And the serpent said unto the woman, Ye shall not surely die: For God doth know that in the day ye eat thereof, then your eyes shall be opened, and ye shall be as gods, knowing good and evil. Genesis 3:3-4 KJV. (emphasis added)
This temptation became the first dark cloud on the horizon of man's idyllic existence in the unfolding drama that ended with his fall and separation from his maker. The serpent's whispered words were the seeds of humanism planted in the fertile field of man's free will.
This book is the story of two worldviews--humanism and Christianity--that are contending for supremacy in America's central cultural vision. To a significant degree this conflict impacts daily the life of every American, and many of them are not conscious of the tactical and strategic maneuvers of the combatants in the swirl of life around them.
Americans are angry, and this anger is often expressed in a scatter-shot resistance to what they perceive is happening in American society. They know that something is systemically wrong with America's institutions and direction, and they see and recognize the symptoms but can't diagnose the single disease that has metastasized throughout the American cultural vision. That disease is humanism and its many children (progressivism, naturalism, liberalism, etc.). The book focuses on root causes of the humanist-Christian culture wars but also connects those causes to the topical moments about which Americans read in the newspapers and magazines; listen to on broadcast media; and experience in the home, workplace, and culture at large.
The book chronicles how the institutions of American life--religion, government, politics, economics, education, physical and human sciences, family, and popular culture (arts and the media)--have been systematically and substantially captured by those with the humanistic worldview. Because of this battle of worldviews, twenty-first century America is a divided nation. Although most Americans still hold to the central cultural vision of the Founders, much of the leadership of America's institutions embrace the humanistic philosophy that stands in opposition to the beliefs of its people, and the results are the escalating culture wars that permeate every facet of American life. Without an understanding of humanism's tenets, their connection to our modern miasma, and the application of a prescriptive remedy necessary to counteract humanism's unrelenting assault, the central cultural vision under which the nation was founded will be forever lost.

☆ ☆ ☆ ☆

**Explore the material:**
**a.** According to the passage on humanism and Christianity, why is twenty-first century America a divided nation? Answer in one to three sentences.
**b.** Go on with the passage on humanism and Christianity, starting right after its final sentence.

Stored data entries:
☆ ☆ ☆ ☆

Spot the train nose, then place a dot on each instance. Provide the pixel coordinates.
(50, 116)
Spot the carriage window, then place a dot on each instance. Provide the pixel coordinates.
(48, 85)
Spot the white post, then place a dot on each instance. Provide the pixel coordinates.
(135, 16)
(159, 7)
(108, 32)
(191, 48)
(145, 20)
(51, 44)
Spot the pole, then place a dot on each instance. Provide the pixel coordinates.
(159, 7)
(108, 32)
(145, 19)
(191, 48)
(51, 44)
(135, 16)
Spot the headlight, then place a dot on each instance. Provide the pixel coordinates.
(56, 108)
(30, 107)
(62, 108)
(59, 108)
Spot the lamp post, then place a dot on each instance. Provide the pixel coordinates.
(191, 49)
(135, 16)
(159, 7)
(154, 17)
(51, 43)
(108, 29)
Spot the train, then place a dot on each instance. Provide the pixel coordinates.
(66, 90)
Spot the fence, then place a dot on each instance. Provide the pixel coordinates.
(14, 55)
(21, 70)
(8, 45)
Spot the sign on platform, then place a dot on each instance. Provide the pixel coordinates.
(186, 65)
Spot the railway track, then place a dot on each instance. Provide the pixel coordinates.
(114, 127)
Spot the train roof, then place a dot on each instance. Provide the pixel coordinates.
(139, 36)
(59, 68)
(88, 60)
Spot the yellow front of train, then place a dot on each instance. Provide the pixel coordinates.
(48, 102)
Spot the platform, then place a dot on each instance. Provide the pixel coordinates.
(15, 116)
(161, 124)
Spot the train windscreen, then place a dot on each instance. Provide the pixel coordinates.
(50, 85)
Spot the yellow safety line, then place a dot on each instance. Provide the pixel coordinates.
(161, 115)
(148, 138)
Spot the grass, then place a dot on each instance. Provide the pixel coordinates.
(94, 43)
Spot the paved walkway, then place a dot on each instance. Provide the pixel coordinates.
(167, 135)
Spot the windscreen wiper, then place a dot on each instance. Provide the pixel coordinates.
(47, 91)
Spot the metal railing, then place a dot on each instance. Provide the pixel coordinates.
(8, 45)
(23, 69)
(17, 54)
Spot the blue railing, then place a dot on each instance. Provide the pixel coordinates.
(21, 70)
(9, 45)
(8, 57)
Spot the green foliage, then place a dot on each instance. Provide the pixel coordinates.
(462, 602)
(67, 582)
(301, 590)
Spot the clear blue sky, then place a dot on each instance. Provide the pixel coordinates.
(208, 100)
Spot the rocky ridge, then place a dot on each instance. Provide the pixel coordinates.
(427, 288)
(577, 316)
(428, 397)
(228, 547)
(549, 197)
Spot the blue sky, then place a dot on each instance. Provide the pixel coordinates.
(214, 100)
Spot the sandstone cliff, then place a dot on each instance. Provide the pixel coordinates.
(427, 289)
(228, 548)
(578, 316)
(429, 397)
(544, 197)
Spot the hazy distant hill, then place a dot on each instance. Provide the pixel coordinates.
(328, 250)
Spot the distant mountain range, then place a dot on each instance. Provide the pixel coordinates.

☆ ☆ ☆ ☆

**Results for each task:**
**a.** America is divided because of the battle between the humanist and Christian worldviews. Most Americans still hold to the Founders' central cultural vision, but much of the leadership of the nation's institutions embraces a humanistic philosophy that opposes the beliefs of its people. The result is escalating culture wars that permeate every facet of American life.

**b.**
In Part I we look at the events and circumstances that created the Boomer generation of whom many became the finest flower of the humanist philosophy during the last half of the twentieth century. In Part II an examination is made of the predominant Judeo-Christian worldview and the sources and development of the worldviews of colonial Americans and the American Founders. Part II ends with a look at the roots and ascendency of modern humanism. In Part III the impact of humanism on American institutions--religion, government and politics, family, academia, economics, art, culture, and society in general--are described and examined. Part IV begins with a summarization of the differences between humanism and Christianity and some of the key concepts as redefined by humanists. The present-day status of the Christianity in America and America's central cultural vision will be explored. Finally, the cultural choices that lay before America will be examined along with the means by which the over-arching Judeo-Christian banner may be restored above the central cultural vision of America.